- [Data records]:
▼▼▼

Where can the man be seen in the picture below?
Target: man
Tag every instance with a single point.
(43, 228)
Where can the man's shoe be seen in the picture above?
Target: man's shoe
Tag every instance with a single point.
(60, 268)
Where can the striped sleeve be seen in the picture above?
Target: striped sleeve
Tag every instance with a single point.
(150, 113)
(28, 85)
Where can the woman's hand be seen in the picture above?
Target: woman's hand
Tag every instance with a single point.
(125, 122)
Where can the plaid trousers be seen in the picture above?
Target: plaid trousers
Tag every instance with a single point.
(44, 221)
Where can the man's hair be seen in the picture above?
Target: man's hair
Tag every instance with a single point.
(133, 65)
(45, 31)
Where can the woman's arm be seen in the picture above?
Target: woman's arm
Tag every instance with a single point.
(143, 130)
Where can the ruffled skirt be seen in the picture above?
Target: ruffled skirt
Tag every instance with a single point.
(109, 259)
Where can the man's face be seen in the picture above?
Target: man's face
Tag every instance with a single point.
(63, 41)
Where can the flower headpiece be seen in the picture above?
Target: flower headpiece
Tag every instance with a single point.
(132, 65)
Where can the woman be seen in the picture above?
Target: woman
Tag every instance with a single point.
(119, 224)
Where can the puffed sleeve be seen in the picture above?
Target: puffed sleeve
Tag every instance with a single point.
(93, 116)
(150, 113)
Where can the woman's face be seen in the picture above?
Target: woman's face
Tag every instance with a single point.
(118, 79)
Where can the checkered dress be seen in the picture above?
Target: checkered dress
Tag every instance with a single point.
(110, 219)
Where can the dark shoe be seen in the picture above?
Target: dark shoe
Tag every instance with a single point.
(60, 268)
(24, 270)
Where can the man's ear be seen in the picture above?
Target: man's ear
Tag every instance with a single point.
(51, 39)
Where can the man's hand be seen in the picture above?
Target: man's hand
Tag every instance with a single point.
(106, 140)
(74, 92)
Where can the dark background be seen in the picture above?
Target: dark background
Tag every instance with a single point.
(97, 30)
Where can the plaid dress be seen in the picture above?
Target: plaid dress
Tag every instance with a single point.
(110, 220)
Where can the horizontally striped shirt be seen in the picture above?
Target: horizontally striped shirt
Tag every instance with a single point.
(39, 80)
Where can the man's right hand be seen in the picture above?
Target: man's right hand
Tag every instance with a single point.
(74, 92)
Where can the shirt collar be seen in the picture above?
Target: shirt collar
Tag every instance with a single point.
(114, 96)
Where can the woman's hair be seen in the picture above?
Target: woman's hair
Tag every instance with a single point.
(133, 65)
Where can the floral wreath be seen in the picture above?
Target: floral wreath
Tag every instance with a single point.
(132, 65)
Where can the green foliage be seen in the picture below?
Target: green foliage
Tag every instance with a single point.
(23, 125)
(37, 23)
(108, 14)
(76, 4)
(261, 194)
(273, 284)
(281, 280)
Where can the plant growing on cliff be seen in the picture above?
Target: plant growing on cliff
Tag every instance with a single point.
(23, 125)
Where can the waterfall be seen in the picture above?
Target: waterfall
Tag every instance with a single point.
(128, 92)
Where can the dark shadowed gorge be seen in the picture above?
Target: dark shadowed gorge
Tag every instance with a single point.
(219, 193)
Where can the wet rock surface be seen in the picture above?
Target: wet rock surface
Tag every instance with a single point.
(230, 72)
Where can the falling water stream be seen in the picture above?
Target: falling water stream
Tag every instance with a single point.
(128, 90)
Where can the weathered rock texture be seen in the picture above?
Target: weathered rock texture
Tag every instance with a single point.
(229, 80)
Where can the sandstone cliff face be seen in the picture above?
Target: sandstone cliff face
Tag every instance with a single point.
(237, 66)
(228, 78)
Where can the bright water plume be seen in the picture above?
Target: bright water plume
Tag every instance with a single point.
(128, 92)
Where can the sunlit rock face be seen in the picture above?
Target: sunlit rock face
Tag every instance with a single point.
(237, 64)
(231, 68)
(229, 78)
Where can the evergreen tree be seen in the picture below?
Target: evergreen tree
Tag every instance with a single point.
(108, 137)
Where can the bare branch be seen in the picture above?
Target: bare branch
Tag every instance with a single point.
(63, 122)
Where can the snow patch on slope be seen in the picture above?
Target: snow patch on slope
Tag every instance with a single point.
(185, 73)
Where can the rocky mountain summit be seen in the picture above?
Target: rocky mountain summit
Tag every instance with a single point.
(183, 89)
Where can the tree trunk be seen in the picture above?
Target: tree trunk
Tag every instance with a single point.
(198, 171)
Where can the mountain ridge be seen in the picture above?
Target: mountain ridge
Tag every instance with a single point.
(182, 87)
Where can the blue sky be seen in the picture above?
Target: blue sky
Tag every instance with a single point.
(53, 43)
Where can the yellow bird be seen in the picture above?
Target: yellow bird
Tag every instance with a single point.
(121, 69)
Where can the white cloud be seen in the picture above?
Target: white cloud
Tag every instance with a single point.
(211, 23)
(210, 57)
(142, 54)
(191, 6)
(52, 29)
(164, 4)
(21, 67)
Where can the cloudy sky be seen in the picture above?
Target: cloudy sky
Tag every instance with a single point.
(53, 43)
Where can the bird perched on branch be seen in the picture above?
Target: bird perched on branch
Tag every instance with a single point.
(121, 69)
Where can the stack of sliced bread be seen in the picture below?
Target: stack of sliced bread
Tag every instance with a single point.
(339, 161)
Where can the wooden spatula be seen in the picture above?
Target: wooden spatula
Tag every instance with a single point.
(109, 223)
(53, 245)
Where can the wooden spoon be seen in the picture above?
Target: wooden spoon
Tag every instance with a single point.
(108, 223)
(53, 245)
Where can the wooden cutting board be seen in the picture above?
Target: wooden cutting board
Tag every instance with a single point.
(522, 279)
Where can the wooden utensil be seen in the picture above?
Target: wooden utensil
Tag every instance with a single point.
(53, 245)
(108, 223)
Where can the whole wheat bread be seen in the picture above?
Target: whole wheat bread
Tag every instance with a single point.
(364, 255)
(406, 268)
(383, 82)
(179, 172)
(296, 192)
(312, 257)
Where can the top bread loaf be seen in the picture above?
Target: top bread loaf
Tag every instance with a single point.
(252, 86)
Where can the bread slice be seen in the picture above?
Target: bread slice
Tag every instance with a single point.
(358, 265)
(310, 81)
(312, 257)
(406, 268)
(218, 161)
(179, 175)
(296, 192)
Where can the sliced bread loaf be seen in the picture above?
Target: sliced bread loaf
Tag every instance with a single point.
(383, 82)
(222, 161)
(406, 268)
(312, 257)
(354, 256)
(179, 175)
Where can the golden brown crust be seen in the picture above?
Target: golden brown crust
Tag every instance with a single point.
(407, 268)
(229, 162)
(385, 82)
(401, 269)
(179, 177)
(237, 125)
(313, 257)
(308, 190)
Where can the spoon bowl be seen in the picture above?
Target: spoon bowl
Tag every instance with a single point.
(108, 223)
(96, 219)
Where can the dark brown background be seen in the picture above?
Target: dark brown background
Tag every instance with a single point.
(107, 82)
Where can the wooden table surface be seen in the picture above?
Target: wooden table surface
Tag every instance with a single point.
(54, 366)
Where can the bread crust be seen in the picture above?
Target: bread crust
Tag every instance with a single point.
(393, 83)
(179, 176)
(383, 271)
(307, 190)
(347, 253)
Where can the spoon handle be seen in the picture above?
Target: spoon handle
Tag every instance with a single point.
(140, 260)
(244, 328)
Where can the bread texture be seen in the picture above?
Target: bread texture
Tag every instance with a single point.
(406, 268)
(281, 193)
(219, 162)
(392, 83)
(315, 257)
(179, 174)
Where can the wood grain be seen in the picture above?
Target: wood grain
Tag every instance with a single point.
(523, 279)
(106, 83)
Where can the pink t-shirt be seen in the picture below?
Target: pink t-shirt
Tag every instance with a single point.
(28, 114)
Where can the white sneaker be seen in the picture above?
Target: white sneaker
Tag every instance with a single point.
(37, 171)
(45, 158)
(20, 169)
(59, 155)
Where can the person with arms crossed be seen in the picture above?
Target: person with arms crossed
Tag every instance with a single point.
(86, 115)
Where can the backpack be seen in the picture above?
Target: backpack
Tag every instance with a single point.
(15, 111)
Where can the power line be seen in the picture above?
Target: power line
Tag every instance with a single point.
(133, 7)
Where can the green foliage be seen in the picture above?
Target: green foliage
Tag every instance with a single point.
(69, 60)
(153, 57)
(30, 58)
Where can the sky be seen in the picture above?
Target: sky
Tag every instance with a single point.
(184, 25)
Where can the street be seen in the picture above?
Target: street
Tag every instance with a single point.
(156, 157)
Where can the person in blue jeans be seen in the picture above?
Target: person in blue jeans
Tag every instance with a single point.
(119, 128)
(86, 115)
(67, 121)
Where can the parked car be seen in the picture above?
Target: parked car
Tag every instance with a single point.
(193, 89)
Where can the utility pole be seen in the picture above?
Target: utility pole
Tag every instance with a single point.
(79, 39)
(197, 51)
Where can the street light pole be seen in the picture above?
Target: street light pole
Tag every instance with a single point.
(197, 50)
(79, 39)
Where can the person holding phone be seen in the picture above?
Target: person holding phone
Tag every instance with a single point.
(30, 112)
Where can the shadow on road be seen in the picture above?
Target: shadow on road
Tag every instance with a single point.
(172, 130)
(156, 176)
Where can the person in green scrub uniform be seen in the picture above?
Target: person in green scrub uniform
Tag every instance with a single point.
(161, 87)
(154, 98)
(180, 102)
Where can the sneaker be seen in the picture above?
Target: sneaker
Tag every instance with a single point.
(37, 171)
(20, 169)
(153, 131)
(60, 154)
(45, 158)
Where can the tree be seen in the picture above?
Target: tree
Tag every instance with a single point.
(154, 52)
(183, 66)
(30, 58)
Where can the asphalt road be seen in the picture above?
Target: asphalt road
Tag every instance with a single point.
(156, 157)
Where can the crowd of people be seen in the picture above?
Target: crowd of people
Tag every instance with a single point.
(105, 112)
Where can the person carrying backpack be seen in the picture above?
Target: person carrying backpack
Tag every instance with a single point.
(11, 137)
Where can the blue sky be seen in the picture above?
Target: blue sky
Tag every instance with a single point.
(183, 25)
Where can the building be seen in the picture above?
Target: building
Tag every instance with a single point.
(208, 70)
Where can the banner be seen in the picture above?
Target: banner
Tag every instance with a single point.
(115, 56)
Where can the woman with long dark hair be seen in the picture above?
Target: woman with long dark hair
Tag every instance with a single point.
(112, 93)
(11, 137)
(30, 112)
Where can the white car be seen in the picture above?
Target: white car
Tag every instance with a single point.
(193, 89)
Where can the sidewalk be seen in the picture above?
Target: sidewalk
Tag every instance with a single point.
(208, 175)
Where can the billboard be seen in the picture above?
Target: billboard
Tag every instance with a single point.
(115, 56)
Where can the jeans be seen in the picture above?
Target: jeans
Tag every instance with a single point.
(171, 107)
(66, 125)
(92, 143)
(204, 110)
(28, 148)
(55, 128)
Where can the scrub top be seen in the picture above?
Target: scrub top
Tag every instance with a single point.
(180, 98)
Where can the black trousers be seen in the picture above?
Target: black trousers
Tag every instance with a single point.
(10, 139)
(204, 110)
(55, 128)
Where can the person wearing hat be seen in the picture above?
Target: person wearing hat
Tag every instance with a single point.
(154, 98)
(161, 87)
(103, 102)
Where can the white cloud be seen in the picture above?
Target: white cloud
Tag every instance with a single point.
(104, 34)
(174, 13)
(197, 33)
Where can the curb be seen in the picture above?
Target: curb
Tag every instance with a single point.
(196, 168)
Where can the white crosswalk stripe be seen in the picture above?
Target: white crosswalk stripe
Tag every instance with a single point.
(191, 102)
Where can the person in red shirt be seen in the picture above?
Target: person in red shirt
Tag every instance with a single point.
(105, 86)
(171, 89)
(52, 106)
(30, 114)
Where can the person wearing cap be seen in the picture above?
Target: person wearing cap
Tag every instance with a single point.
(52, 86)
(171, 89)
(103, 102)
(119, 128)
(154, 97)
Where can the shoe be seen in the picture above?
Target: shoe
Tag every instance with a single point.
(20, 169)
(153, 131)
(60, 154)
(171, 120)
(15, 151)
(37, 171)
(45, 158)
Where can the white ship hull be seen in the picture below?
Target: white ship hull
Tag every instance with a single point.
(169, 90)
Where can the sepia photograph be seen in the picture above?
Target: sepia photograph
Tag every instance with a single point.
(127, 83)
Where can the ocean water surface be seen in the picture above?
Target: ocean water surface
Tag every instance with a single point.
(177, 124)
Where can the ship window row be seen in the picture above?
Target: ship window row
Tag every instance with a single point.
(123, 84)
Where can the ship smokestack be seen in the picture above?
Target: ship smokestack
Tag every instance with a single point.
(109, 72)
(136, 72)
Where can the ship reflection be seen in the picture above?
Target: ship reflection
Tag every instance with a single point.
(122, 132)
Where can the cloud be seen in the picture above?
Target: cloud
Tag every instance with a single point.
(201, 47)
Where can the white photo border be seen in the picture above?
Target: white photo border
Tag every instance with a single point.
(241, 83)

▲▲▲

- [About this exercise]:
Taking the lines above, repeat exactly those from the line that contains "Target: person carrying backpack" through the line that contains "Target: woman with long dark hair", and both of those lines as well. Include nothing else.

- [Result]:
Target: person carrying backpack
Tag every instance with a single point.
(11, 137)
Where can the blue sky be seen in the picture above?
Target: blue sky
Tag every instance with a single point.
(183, 25)
Where can the building be seen in the picture above?
Target: building
Tag every instance with a single point.
(208, 70)
Where can the banner be seen in the picture above?
Target: banner
Tag every instance with a single point.
(115, 56)
Where can the woman with long dark hair be seen in the picture above?
Target: woman with long dark hair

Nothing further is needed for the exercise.